- [Work to complete]:
Could you write out every entry exactly as it stands?

- [Material to process]:
■ ■ ■ ■

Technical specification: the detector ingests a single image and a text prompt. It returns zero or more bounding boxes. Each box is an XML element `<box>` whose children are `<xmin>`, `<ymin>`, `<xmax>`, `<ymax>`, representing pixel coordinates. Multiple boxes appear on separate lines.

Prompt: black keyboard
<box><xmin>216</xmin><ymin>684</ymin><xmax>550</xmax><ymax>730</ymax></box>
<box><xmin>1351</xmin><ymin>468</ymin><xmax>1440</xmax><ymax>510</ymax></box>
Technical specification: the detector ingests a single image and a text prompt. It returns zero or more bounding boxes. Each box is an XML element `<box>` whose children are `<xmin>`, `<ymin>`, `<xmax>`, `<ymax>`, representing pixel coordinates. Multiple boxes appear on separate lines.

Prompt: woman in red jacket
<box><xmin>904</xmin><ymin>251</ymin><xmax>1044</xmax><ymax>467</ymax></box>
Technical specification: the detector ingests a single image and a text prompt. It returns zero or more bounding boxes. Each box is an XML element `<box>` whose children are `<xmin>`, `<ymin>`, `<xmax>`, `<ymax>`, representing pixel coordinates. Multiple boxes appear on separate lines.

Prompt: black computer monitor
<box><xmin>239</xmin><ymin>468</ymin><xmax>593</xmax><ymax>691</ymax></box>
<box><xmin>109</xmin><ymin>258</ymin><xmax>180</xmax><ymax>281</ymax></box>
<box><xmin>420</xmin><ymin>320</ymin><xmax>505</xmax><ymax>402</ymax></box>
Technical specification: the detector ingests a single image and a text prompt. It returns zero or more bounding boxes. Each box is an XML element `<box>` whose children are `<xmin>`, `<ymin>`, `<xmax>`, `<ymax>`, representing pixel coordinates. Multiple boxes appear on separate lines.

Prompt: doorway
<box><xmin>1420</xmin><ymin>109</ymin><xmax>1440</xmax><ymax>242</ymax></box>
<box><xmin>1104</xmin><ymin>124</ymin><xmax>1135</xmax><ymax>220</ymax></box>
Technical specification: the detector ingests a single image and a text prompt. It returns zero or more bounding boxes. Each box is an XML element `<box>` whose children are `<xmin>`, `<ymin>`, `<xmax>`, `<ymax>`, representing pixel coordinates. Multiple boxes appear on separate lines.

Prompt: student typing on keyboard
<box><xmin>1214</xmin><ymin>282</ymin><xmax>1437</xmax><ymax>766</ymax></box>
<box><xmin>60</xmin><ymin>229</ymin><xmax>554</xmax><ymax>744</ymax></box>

■ ■ ■ ■

- [Written reply]:
Technical specification: the detector ingests a single image and a text prompt. It returns zero or more bounding boxes. Each box is an XML element `<box>` whose children are `<xmin>`, `<ymin>`, `<xmax>`, `<ymax>`, representing pixel coordinates. Multiple boxes appear on separate lines.

Prompt: black keyboard
<box><xmin>216</xmin><ymin>684</ymin><xmax>550</xmax><ymax>730</ymax></box>
<box><xmin>1351</xmin><ymin>468</ymin><xmax>1440</xmax><ymax>510</ymax></box>
Technical specification: the detector ingests a single image and a text prompt. It returns zero or more bounding boxes. Each box is an XML element `<box>` whose children are `<xmin>`, `<ymin>`, `<xmax>`, `<ymax>`, representing pixel coordinates. Multiple boxes appear on separate lines.

Prompt: woman in red jacket
<box><xmin>904</xmin><ymin>251</ymin><xmax>1044</xmax><ymax>467</ymax></box>
Technical specification: the detector ingests a single image and a text prompt. It returns zero or more bounding boxes. Each box is an XML element `<box>` whose children are `<xmin>`, `<ymin>`, `<xmax>`, `<ymax>`, representing pixel coordinates. Multiple boxes appear on separate lines.

Prompt: black computer monitor
<box><xmin>239</xmin><ymin>468</ymin><xmax>593</xmax><ymax>691</ymax></box>
<box><xmin>109</xmin><ymin>258</ymin><xmax>180</xmax><ymax>281</ymax></box>
<box><xmin>420</xmin><ymin>320</ymin><xmax>505</xmax><ymax>402</ymax></box>
Technical specification: the detector ingests a single image and a text prompt. It returns zero or more bounding boxes. Each box is an XML element `<box>` whose children are `<xmin>`, `<ymin>`, `<xmax>`, `<ymax>`, representing pixel coordinates. Multiple boxes appear on separate lines.

Prompt: doorway
<box><xmin>1420</xmin><ymin>109</ymin><xmax>1440</xmax><ymax>242</ymax></box>
<box><xmin>1104</xmin><ymin>124</ymin><xmax>1135</xmax><ymax>220</ymax></box>
Technical specification: the detector ingests a single image and a text prompt. It returns zero or more bounding boxes. Each box is an XML element `<box>` whose children are `<xmin>`, `<ymin>`, `<xmax>`, `<ymax>`, representing pixel coordinates. Multiple boxes appear on separate lines.

Prompt: student typing on keyboard
<box><xmin>1214</xmin><ymin>282</ymin><xmax>1437</xmax><ymax>766</ymax></box>
<box><xmin>60</xmin><ymin>229</ymin><xmax>554</xmax><ymax>744</ymax></box>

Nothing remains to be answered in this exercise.